* **Exercise passage**
* * *

WTF. The topic asked for your "best."

This is really stupid.

9 months later
#384 4 years ago

I prefer this one:

A man comes home one day full of excitement, saying to his wife, "Guess what honey? Pack your bags, I won the lottery!" The wife squeals with delight and says, "That's great! Should I pack for the mountains or the beach?" He says, "I don't care, just pack your bags and get out!"

7 months later
-11
#452 4 years ago
Quoted from jasonp:

A plane has five passengers on board: Donald Trump, the Pope, Dr. Anthony Fauci, Hillary Clinton, and a ten year old school girl. The plane is about to crash and there is only four parachutes.
Dr Fauci, said “I need one, I have to help develop a cure for the global health crisis that is COVID19!” He straps on a parachute and jumps.
The pope said “I need one, I have to help spiritually guide people through the global health crisis that is COVID19!” He takes one and jumps.
Hillary said ‘‘I need one, I’m the smartest woman in the United States.” she takes one and jumps.
President Trump pauses for a moment and then turns to the 10-year-old. After a deep sigh, he says tenderly, "You can have the last parachute. I've lived my life, yours is only starting". The child replies, "Don’t worry, there are two parachutes left. The smartest woman in the United States took my school backpack. ​

That's funny to think Trump would ever give the last parachute to anyone but himself. Good one.

#455 4 years ago
Quoted from Lounge:

Here we go...
Great job turning a joke thread into a political fuckfest.

Poke fun at Clinton = joke thread
Poke fun at Trump = fuckfest

#462 4 years ago
Quoted from Lounge:

You’re free to tell a Trump joke.... it’s a JOKE thread.

The Pope and Donald Trump are on stage in front of a huge crowd.

The Pope leaned towards Trump and said, “Do you know that with one little wave of my hand I can make every person in this crowd go wild with joy?

This joy will not be a momentary display, like that of your followers, but go deep into their hearts and for the rest of their lives whenever they speak of this day, they will rejoice!"

Trump replies, “I seriously doubt that. With one little wave of your hand? Show me!”

So the Pope slapped him.

#499 4 years ago
Quoted from PeeCee68:

So a group of bank robbers successfully robbed a bank, but didn’t have the time count their money right away. The leader told the gang to wait for the nightly news, as the news will definitely reveal the amount.

* * *

* **Data for review**
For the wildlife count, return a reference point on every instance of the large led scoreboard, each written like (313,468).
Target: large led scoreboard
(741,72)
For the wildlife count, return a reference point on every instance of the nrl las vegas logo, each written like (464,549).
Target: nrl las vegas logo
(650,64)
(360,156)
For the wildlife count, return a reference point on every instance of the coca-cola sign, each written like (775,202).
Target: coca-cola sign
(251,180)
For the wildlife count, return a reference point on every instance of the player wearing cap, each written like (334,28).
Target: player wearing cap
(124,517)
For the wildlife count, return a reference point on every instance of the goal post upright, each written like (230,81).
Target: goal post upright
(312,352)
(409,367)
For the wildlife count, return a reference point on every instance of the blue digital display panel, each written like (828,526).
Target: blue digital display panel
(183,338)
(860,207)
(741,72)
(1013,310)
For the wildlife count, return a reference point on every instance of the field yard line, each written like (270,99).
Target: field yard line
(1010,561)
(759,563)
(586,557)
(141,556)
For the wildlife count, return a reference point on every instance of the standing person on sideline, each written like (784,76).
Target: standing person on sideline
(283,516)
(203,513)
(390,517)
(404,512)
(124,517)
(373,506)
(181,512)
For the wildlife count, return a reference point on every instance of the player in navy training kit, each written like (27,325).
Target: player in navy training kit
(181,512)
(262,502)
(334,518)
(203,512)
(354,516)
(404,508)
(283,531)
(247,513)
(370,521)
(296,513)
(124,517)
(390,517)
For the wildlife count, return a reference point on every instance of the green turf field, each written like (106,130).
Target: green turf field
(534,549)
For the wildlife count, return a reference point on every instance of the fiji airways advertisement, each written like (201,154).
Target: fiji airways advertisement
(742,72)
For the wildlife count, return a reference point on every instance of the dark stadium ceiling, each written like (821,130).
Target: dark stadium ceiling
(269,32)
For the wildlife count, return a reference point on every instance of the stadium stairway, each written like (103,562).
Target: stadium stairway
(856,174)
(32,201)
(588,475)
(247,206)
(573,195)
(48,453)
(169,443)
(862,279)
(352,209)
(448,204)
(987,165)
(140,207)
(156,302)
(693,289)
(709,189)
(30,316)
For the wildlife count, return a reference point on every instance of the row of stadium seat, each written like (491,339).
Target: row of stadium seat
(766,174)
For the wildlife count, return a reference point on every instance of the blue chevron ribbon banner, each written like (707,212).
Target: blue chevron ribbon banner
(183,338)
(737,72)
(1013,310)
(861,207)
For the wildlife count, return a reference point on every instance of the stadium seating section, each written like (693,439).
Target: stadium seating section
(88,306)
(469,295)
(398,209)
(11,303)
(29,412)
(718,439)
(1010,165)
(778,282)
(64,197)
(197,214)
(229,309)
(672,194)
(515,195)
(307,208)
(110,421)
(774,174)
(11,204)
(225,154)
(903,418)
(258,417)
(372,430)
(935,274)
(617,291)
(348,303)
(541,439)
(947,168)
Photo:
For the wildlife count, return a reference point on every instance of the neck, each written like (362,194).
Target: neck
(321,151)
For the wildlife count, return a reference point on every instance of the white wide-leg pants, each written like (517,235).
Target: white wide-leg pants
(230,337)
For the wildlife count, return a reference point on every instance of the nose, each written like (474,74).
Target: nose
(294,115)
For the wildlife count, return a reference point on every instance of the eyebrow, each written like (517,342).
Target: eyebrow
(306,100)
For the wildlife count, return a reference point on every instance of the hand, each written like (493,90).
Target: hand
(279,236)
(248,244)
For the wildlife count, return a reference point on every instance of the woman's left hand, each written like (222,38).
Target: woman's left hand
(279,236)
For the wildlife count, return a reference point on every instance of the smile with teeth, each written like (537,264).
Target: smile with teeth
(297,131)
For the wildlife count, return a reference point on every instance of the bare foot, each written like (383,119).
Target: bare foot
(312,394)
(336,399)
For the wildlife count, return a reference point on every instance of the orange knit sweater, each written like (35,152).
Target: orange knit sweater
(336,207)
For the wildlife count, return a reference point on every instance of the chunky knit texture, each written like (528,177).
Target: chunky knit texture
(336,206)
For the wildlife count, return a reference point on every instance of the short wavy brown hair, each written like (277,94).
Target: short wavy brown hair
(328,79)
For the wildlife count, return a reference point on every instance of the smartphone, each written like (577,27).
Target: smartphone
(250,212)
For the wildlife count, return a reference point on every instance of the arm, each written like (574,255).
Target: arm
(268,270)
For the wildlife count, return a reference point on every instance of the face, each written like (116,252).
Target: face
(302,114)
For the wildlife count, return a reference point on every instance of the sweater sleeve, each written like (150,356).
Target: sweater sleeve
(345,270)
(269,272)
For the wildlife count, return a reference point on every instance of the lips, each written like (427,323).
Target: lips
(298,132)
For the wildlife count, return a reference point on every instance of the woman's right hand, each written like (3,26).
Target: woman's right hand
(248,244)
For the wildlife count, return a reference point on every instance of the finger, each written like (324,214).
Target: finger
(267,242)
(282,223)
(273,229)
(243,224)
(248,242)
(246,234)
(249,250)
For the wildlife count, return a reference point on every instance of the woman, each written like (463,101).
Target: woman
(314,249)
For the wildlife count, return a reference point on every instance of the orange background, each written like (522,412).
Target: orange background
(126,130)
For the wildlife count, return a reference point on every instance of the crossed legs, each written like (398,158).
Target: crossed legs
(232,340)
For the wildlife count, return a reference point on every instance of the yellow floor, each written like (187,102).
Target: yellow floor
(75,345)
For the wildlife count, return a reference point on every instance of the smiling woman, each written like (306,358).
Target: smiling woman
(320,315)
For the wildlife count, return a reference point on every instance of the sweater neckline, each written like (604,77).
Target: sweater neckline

* * *

* **Required tasks**
#1 Set down the part of the joke thread that begins at the words "I prefer this" and stops after the words "only four parachutes.".
#2 Resume the joke thread from its last sentence, carrying on the bank robbers joke.

* **Answers to this exercise**
#1
I prefer this one:

A man comes home one day full of excitement, saying to his wife, "Guess what honey? Pack your bags, I won the lottery!" The wife squeals with delight and says, "That's great! Should I pack for the mountains or the beach?" He says, "I don't care, just pack your bags and get out!"

7 months later
-11
#452 4 years ago
Quoted from jasonp:

A plane has five passengers on board: Donald Trump, the Pope, Dr. Anthony Fauci, Hillary Clinton, and a ten year old school girl. The plane is about to crash and there is only four parachutes.

#2
Later that night, the news came out about the robbery. To the gangs’ surprise, the amount reported was at least 5 times more than what they robbed!
How is this possible?
You are welcome to guess!
(This is a Chinese humor, btw.....)

If the bank reported a robbery where nothing was actually taken, this could explain the math. 5x0=0.

1 week later
#531 3 years ago
Quoted from oldskool1969:

good grief mate, breathe!

It's a funny joke and I laughed. Actually one of the funnier ones.

But it's not funny because you make him Jewish. It's funny because the woman was cleverly fooled into letting a stranger fondle her breasts.

Adding the cheap jew angle was only necessary if you felt it was funnier to be anti semitic.

It was just as funny without it. It didn't improve it.

2 months later
#617 3 years ago
Quoted from jeffspinballpalace:

Don’t you hate people who use big words just to make themselves look perspicacious?

I've heard a similar one:

Sometimes I use words that I don't understand so I sound more photosynthesis.

3 weeks later
#646 3 years ago
Quoted from jeffspinballpalace:

One of my favorite memories as a kid was when my brothers used to put me inside a tire and roll me down a hill. They were Goodyears!

I thought that was just the way you rolled.

7 months later
#784 3 years ago

How do you find Will Smith in the snow?

Look for the fresh prints.

#791 3 years ago
Quoted from Coindork:

Q: Do you know why Elvis can’t drive a car?


A: Because he’s dead.

Do you know why Stevie Wonder can't see his friends?

Because he's married.

3 months later
#896 2 years ago
Quoted from jeffspinballpalace:

A man is shipwrecked on a deserted island...
...and spends many months alone. Just as he's reaching the point that he's starting to go crazy, he spots a ship in the distance and, all excited, lights a fire on the beach that he'd prepared for just such an eventuality.
He's overjoyed when he sees the ship change course and start heading for his island but his joy turns to shock as he sees the ship suddenly come to a jarring halt as it runs aground on a hidden reef. Within minutes, the ship is sinking and with it, his hopes. Dejected, he goes back to his makeshift shelter and cries himself to sleep.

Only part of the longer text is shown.